> **TEXTO PARA LEITURA**
● ● ● ● ● ● ●
Crise no mercado de trabalho, bônus demográfico e desempoderamento feminino

Por José Eustáquio Diniz Alves.

As mulheres brasileiras obtiveram conquistas históricas no século XX. Como já mostrei em diversos artigos, elas conquistaram o direito de voto, passaram a ser maioria da população a partir da década de 1940; atingiram a maioria do eleitorado em 1998; elevaram a esperança de vida e vivem, em média, sete anos acima da média masculina; ultrapassaram os homens em todos os níveis educacionais; aumentaram as taxas de participação no mercado de trabalho, diminuíram os diferenciais salariais e são maioria da População Economicamente Ativa (PEA) com mais de 11 anos de estudo; são maioria dos beneficiários da previdência e dos programas de assistência social, conquistaram a igualdade legal de direitos na Constituição de 1988 e obtiveram diversas vitórias específicas na legislação nacional; por último e não menos importante, chegaram à presidência do Supremo Tribunal Federal e à presidência da República.

No final do ano de 2015, o Grupo de Trabalho População e Gênero, da Associação Brasileira de Estudos Populacionais (ABEP), realizou um seminário na Fundação Carlos Chagas, em São Paulo, para discutir o tema: “Até onde caminhou a revolução de gênero no Brasil?” (ITABORAI; RICOLDI, 2016). O resultado das apresentações resultou na publicação de um livro, em 2016 e que foi lançado no XX Encontro Nacional de Estudos de População, realizado em Foz do Iguaçu (a referência está abaixo)

Neste livro, tive a oportunidade de escrever o artigo “Crise no mercado de trabalho, bônus demográfico e desempoderamento feminino” (Alves, 2016). O artigo reconhece os avanços de gênero ocorridos nos últimos 60 anos no Brasil, mas alerta para a mudança de conjuntura e até para alguns retrocessos na “revolução de gênero”.

Nas conclusões aponto que o Brasil está passando por um momento definidor para o futuro do país. Existe um agudo processo de rebaixamento da estrutura produtiva (desindustrialização) e uma reprimarização da economia em um momento em que mais de 85% da população vive em cidades. A taxa de atividade e a taxa de ocupação sempre estiveram abaixo da expectativa do pleno emprego, mas a partir de 2013 começaram a cair num momento em que a estrutura etária ainda favorece a inserção produtiva da população em idade ativa. Provavelmente teremos uma segunda década perdida, com aumento do desemprego e estagnação da renda per capita.
● ● ● ● ● ● ●
> **O QUE PRODUZIR**
Prossiga com o texto sobre a crise no mercado de trabalho e o desempoderamento feminino, começando depois da última frase apresentada. Não é preciso consultar as entradas.

> **Entradas do conjunto de dados de anotação por pontos**
● ● ● ● ● ● ●
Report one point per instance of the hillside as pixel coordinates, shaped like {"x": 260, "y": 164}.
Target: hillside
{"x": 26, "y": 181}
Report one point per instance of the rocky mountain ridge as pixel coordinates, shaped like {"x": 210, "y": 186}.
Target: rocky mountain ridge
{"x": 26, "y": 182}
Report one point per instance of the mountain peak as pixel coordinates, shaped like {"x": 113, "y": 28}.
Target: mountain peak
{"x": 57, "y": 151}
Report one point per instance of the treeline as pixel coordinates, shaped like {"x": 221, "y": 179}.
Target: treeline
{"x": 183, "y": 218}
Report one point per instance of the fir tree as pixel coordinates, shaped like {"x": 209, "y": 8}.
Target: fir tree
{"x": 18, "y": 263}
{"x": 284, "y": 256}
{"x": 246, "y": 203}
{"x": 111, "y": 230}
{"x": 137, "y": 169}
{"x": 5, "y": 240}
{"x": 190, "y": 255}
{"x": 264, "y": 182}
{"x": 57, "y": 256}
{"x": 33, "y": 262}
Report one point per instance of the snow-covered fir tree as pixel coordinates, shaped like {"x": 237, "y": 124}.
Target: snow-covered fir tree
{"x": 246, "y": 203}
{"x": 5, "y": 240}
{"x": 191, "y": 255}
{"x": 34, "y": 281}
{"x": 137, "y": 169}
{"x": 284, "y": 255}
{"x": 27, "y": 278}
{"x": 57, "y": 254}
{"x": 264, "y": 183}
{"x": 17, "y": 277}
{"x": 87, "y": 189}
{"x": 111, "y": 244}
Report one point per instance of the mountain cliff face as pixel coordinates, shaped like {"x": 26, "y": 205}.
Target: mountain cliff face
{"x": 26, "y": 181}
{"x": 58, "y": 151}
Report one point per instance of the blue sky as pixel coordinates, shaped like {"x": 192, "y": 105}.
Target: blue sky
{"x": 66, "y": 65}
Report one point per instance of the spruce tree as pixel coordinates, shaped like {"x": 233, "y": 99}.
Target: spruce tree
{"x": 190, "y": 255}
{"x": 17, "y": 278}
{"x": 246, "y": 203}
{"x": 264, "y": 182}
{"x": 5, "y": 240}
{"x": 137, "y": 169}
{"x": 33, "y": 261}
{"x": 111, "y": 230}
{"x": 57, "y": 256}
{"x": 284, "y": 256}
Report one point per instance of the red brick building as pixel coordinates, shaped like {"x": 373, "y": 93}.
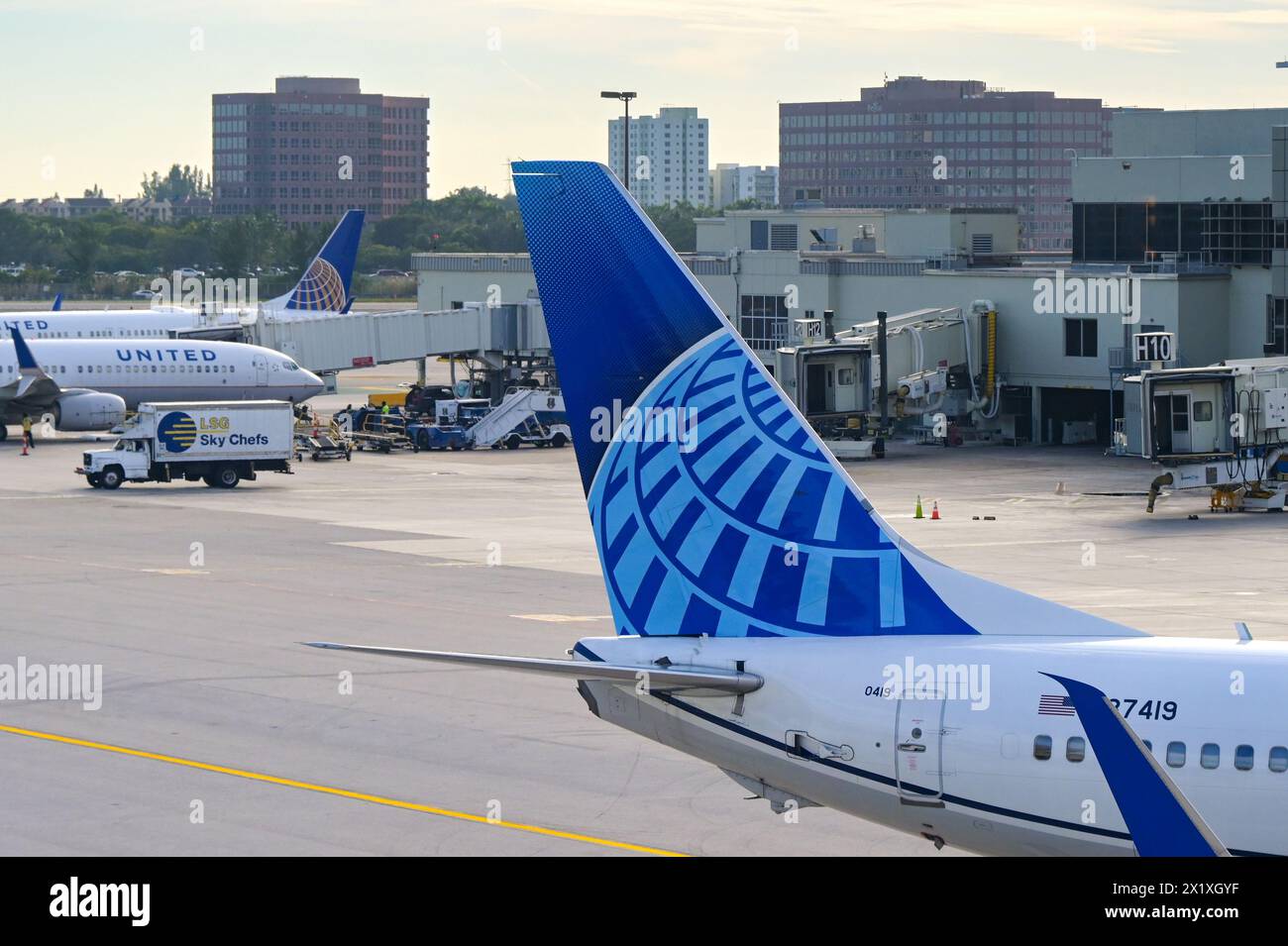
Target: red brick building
{"x": 931, "y": 143}
{"x": 317, "y": 147}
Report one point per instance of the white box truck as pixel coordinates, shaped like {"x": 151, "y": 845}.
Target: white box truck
{"x": 219, "y": 443}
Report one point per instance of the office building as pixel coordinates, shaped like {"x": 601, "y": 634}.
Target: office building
{"x": 669, "y": 158}
{"x": 317, "y": 147}
{"x": 936, "y": 143}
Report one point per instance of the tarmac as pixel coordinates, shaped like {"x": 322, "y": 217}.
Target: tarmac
{"x": 219, "y": 734}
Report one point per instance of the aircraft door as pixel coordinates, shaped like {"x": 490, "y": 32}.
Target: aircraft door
{"x": 918, "y": 751}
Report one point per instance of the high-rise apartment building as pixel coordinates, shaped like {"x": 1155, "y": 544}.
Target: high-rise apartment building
{"x": 733, "y": 183}
{"x": 932, "y": 143}
{"x": 669, "y": 158}
{"x": 317, "y": 147}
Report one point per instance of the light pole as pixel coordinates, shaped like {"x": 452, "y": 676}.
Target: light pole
{"x": 625, "y": 97}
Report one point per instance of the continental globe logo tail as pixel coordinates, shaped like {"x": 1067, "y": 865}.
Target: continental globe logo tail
{"x": 176, "y": 431}
{"x": 321, "y": 288}
{"x": 325, "y": 284}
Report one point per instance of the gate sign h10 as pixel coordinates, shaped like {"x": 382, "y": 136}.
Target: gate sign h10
{"x": 1154, "y": 347}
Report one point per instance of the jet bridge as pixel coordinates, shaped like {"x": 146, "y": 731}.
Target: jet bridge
{"x": 505, "y": 341}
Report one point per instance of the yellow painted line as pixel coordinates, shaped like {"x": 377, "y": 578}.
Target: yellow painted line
{"x": 340, "y": 793}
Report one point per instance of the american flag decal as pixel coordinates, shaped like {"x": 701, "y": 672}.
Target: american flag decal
{"x": 1055, "y": 705}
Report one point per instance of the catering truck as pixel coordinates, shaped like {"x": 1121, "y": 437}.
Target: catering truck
{"x": 219, "y": 443}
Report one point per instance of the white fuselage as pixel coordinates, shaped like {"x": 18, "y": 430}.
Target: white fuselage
{"x": 969, "y": 769}
{"x": 165, "y": 369}
{"x": 132, "y": 325}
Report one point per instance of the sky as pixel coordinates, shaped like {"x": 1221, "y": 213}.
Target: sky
{"x": 97, "y": 93}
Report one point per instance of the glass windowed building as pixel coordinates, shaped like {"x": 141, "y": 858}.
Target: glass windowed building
{"x": 943, "y": 143}
{"x": 314, "y": 149}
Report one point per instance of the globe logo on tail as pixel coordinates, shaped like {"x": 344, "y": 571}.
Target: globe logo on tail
● ● ● ● ● ● ●
> **RESPOSTA**
Desta forma, o país está desperdiçando o seu melhor momento demográfico e não terá outras condições tão favoráveis no futuro. Perdendo o primeiro bônus demográfico, perde-se também o segundo bônus demográfico, especialmente porque as taxas de poupança são baixas no Brasil. Ou seja, o Brasil pode estar assistindo ao fim precoce do bônus demográfico, especialmente do bônus feminino, o que pode ser também o fim do desenvolvimento brasileiro. A crise na geração de emprego começou em 2013 e 2014, mas se acelerou bastante nos anos de 2015 e 2016. Assim, pode-se afirmar que demografia não é culpada pela atual crise brasileira. Ao contrário, o Brasil passa pelo menor valor da razão de dependência (2015-2024) e vive o seu melhor decênio demográfico da história.

Termino o texto com as seguintes palavras: “Para agravar todo o quadro, a estagnação do mercado de trabalho das mulheres e o fim do bônus demográfico feminino podem representar, por um lado, o “desempoderamento” das mulheres, e por outro, o “des-desenvolvimento” do Brasil. A estagnação do mercado de trabalho feminino pode afetar negativamente as relações de gênero e a possibilidade de melhoria das condições de vida da maioria da população”.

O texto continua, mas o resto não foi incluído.